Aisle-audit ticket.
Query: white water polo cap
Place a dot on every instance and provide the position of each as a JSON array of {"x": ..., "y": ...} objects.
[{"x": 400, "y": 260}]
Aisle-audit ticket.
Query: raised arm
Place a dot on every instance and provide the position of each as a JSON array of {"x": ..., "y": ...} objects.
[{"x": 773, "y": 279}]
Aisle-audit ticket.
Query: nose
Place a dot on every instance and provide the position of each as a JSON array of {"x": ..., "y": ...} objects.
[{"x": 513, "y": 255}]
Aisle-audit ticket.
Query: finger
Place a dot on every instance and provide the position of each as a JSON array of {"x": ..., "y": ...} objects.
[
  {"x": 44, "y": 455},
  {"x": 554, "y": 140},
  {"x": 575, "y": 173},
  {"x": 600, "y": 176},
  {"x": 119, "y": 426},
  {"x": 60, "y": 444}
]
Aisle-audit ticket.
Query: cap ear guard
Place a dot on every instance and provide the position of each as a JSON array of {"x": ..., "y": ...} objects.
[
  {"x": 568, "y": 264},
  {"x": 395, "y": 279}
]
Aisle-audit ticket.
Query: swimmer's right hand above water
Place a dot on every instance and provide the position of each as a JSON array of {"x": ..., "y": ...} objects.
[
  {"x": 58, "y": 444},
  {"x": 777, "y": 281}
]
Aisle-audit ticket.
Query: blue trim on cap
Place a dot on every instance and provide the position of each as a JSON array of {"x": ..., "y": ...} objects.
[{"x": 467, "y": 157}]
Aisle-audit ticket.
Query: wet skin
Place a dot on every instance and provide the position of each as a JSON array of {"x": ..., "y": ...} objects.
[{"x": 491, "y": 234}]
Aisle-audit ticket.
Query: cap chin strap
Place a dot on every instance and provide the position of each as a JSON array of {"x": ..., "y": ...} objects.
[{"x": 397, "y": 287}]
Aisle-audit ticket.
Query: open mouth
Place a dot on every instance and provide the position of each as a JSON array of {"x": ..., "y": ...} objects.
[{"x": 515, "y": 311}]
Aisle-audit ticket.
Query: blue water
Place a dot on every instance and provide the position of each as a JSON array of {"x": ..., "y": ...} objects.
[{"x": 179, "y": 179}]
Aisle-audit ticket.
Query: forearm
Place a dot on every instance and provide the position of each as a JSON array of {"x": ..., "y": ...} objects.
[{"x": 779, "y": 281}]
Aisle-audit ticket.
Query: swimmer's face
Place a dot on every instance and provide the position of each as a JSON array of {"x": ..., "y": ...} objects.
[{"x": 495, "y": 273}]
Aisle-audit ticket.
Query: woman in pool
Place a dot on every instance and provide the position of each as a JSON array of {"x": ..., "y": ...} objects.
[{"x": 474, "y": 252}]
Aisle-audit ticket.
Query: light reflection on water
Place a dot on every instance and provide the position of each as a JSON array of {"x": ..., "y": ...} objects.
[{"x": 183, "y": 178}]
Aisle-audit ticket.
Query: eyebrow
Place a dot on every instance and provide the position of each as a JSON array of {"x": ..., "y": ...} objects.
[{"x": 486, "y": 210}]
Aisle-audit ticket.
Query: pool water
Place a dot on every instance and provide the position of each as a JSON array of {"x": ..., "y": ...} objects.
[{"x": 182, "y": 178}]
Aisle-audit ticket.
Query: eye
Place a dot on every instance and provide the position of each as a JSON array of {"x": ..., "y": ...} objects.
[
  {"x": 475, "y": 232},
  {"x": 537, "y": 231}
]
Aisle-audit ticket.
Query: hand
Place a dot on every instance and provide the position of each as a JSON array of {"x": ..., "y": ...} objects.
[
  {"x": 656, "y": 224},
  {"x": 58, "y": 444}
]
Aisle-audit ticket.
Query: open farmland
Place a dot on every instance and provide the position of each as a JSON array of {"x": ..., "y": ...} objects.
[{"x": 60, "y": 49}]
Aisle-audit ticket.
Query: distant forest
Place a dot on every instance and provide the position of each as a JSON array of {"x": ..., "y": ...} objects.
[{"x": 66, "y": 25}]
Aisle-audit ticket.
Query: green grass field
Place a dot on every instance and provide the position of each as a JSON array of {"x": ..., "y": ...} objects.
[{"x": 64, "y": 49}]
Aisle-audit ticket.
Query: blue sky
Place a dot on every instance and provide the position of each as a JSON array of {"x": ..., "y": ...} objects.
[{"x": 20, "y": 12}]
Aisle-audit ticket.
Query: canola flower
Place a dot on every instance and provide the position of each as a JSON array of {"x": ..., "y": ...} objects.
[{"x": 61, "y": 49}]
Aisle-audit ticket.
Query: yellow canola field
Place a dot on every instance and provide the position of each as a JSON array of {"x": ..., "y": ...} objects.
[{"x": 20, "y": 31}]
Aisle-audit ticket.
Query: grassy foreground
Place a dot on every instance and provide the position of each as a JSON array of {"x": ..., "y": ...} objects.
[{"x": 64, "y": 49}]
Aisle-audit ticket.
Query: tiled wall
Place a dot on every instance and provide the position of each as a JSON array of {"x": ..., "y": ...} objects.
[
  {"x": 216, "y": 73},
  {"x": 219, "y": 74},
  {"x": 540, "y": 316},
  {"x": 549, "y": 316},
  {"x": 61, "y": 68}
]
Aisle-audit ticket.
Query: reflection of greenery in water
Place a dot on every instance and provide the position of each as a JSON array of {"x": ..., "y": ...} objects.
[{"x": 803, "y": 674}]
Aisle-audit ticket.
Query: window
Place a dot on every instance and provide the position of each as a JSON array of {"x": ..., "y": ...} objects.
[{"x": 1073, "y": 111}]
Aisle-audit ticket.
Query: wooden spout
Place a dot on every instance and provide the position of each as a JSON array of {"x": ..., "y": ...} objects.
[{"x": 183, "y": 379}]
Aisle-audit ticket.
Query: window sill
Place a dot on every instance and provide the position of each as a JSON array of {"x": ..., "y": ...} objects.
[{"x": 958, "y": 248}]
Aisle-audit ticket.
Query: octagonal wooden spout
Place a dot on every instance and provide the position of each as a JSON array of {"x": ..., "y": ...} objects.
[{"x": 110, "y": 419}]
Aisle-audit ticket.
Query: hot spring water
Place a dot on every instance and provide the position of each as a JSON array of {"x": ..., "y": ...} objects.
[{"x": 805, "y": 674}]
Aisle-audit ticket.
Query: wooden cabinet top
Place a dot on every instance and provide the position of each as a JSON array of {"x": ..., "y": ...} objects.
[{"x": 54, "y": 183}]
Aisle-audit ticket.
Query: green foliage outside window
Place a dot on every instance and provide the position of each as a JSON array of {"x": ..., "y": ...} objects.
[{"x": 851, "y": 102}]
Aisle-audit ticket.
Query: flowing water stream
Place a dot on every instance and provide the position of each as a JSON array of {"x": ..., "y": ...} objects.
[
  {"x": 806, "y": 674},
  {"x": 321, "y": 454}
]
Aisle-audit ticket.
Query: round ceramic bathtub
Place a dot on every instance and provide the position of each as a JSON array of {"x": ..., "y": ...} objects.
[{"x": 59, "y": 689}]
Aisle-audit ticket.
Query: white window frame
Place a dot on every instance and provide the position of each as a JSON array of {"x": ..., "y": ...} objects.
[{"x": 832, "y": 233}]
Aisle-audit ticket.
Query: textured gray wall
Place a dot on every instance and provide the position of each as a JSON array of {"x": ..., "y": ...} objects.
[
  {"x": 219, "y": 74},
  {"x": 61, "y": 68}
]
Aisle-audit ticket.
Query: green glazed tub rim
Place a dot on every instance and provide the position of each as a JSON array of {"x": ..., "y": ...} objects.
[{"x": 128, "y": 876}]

◇ ◇ ◇ ◇ ◇ ◇ ◇

• [What you will do]: Please set down all the data word for word.

• [The answer]:
Aisle-audit ticket.
Query: white water polo cap
Place a dot on every instance and provide the position of each as a JSON array of {"x": ..., "y": ...} objects.
[{"x": 400, "y": 260}]
Aisle-audit ticket.
Query: raised arm
Place a dot on every instance and provide the position of each as a JSON array of {"x": ..., "y": ...} objects.
[{"x": 773, "y": 279}]
Aisle-audit ticket.
Query: nose
Place a dot on every instance and provide the position of each as a JSON array of {"x": ..., "y": ...} objects.
[{"x": 513, "y": 255}]
Aisle-audit ticket.
Query: finger
Place a dot on every instance and provide the position of each as a JSON array of {"x": ..., "y": ...} objects.
[
  {"x": 44, "y": 455},
  {"x": 554, "y": 140},
  {"x": 575, "y": 173},
  {"x": 600, "y": 176},
  {"x": 119, "y": 426},
  {"x": 60, "y": 444}
]
Aisle-audit ticket.
Query: cap ear guard
Place a dot on every instance and provide the position of each as a JSON array of {"x": ..., "y": ...} objects.
[
  {"x": 568, "y": 264},
  {"x": 395, "y": 279}
]
Aisle-audit ticket.
Query: swimmer's right hand above water
Place a dot on every instance and provide the position of each as a JSON array of {"x": ..., "y": ...} objects.
[
  {"x": 58, "y": 444},
  {"x": 777, "y": 281}
]
Aisle-audit ticket.
Query: blue trim on cap
Place a dot on every instance and provide the position of each as a JSON array of {"x": ..., "y": ...} objects.
[{"x": 467, "y": 157}]
Aisle-audit ticket.
Query: wet skin
Place a dot on every instance and provide the position of each as a JSON array of {"x": ..., "y": ...} objects.
[{"x": 491, "y": 234}]
Aisle-audit ticket.
Query: cap chin strap
Place a dot on every instance and provide the position of each as a JSON array of {"x": ..., "y": ...} objects.
[{"x": 397, "y": 287}]
Aisle-audit ticket.
Query: open mouth
Place a dot on every instance and provide the position of each as a JSON array of {"x": ..., "y": ...} objects.
[{"x": 515, "y": 311}]
Aisle-audit ticket.
Query: blue water
Place a dot on every instance and provide the position of each as a JSON array of {"x": ..., "y": ...} objects.
[{"x": 179, "y": 179}]
Aisle-audit ticket.
Query: forearm
Place a dot on every instance and provide the position of each as a JSON array of {"x": ..., "y": ...} objects.
[{"x": 779, "y": 281}]
Aisle-audit ticket.
Query: swimmer's face
Place a dot on every instance and provide the position of each as a JSON array of {"x": ..., "y": ...} objects.
[{"x": 495, "y": 273}]
Aisle-audit ticket.
Query: woman in pool
Place a dot on every instance and provide the position of each as a JSON array of {"x": ..., "y": ...} objects.
[{"x": 474, "y": 252}]
Aisle-audit ticket.
Query: light reflection on water
Place a dot on every instance and provide the position of each as a JSON array of {"x": ..., "y": ...} objects.
[{"x": 183, "y": 178}]
Aisle-audit ticket.
Query: eyebrow
Place a dot on every instance and provide the position of each as a JSON array of {"x": ..., "y": ...} objects.
[{"x": 486, "y": 210}]
Aisle-audit ticket.
Query: pool water
Place a dot on every instance and provide the position of each as a JSON array of {"x": ..., "y": ...} objects.
[{"x": 182, "y": 178}]
Aisle-audit ticket.
Query: eye
Place a dot on every instance and provide the position of each as a JSON array of {"x": ..., "y": ...} objects.
[
  {"x": 475, "y": 232},
  {"x": 537, "y": 231}
]
Aisle-audit ticket.
Query: hand
Place a dot on every instance and provide the position of each as a JSON array of {"x": ..., "y": ...} objects.
[
  {"x": 656, "y": 224},
  {"x": 58, "y": 444}
]
Aisle-audit ticket.
Query: open farmland
Place a dot on every instance and provide the position of each as a JSON array of {"x": ..., "y": ...} objects.
[{"x": 60, "y": 49}]
Aisle-audit ticket.
Query: distant forest
Place a dot on every instance and provide the position of each as a JSON array of {"x": ..., "y": ...} objects.
[{"x": 66, "y": 25}]
Aisle-audit ticket.
Query: green grass field
Place a dot on every instance and provide the position of each as a JSON array of {"x": ..., "y": ...} objects.
[{"x": 64, "y": 49}]
Aisle-audit ticket.
Query: blue sky
Place a dot on every instance and provide the position of each as a JSON array of {"x": ..., "y": ...} objects.
[{"x": 20, "y": 12}]
Aisle-audit ticket.
Query: canola flower
Place a dot on every instance and provide the position of each as a JSON array of {"x": ..., "y": ...} objects.
[{"x": 61, "y": 49}]
Aisle-audit ticket.
Query: yellow canola field
Place a dot on every instance and provide the position of each as a JSON array of {"x": ..., "y": ...} objects.
[{"x": 20, "y": 31}]
Aisle-audit ticket.
Query: grassy foreground
Place a dot on every instance and provide the position of each as a JSON array of {"x": ..., "y": ...} objects.
[{"x": 64, "y": 49}]
Aisle-audit ticket.
Query: tiled wall
Place a dot on every instance and provide the position of each as a JSON array of {"x": ..., "y": ...} objects.
[
  {"x": 216, "y": 73},
  {"x": 219, "y": 74},
  {"x": 540, "y": 316},
  {"x": 549, "y": 316},
  {"x": 61, "y": 68}
]
Aisle-audit ticket.
Query: reflection of greenery in water
Place a dot on every instance and provide the position of each as a JSON array of {"x": ..., "y": ...} objects.
[{"x": 803, "y": 674}]
Aisle-audit ticket.
Query: window
Place a dot on every instance and provide the position of each as a JSON array of {"x": ..., "y": ...} objects.
[{"x": 1073, "y": 111}]
Aisle-audit ticket.
Query: wooden spout
Place a dot on every instance and provide the position of each as a JSON array of {"x": ..., "y": ...} objects.
[{"x": 183, "y": 379}]
Aisle-audit ticket.
Query: window sill
Place a dot on every instance and provide the position of each as a JSON array of {"x": ..., "y": ...} objects.
[{"x": 958, "y": 248}]
Aisle-audit ticket.
Query: octagonal wooden spout
Place a dot on every instance and provide the position of each as a JSON array of {"x": ..., "y": ...} objects.
[{"x": 110, "y": 419}]
Aisle-audit ticket.
Query: hot spring water
Place a dot on every instance and provide the position of each as a JSON array of {"x": ..., "y": ...} objects.
[{"x": 805, "y": 674}]
Aisle-audit ticket.
Query: wooden cabinet top
Place a dot on every instance and provide the position of each as a JSON array of {"x": ..., "y": ...} objects.
[{"x": 54, "y": 183}]
Aisle-audit ticket.
Query: green foliage outside window
Place a dot on every instance and provide the position of each as a JSON array of {"x": ..., "y": ...} objects.
[{"x": 851, "y": 102}]
Aisle-audit ticket.
Query: flowing water stream
Place a dot on every instance and provide the position of each as a JSON array of {"x": ..., "y": ...} objects.
[
  {"x": 806, "y": 674},
  {"x": 321, "y": 454}
]
Aisle-audit ticket.
Query: round ceramic bathtub
Place a dot on every instance and provide the position of each as a JSON array of {"x": ..., "y": ...} objects.
[{"x": 59, "y": 689}]
Aisle-audit ticket.
Query: white window frame
Place a dot on every instance and provide the position of each as a JSON array of {"x": ..., "y": ...} objects.
[{"x": 832, "y": 233}]
Aisle-audit ticket.
Query: textured gray wall
Place a dot on every instance and provide the position of each as a JSON array of {"x": ..., "y": ...} objects.
[
  {"x": 219, "y": 74},
  {"x": 61, "y": 68}
]
Aisle-audit ticket.
Query: green glazed tub rim
Place a dot on every instance and provide the position of each as a JSON array of {"x": ..., "y": ...} objects.
[{"x": 128, "y": 876}]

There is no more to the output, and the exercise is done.